---- Data entries

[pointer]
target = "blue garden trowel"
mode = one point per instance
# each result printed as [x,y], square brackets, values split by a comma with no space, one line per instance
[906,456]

--------

Aim of the exercise -
Print every line of the records above again, unchanged down to the last character.

Task solution -
[pointer]
target = "blue garden trowel"
mode = one point per instance
# each result printed as [x,y], square brackets, values split by a comma with no space, one line per instance
[906,456]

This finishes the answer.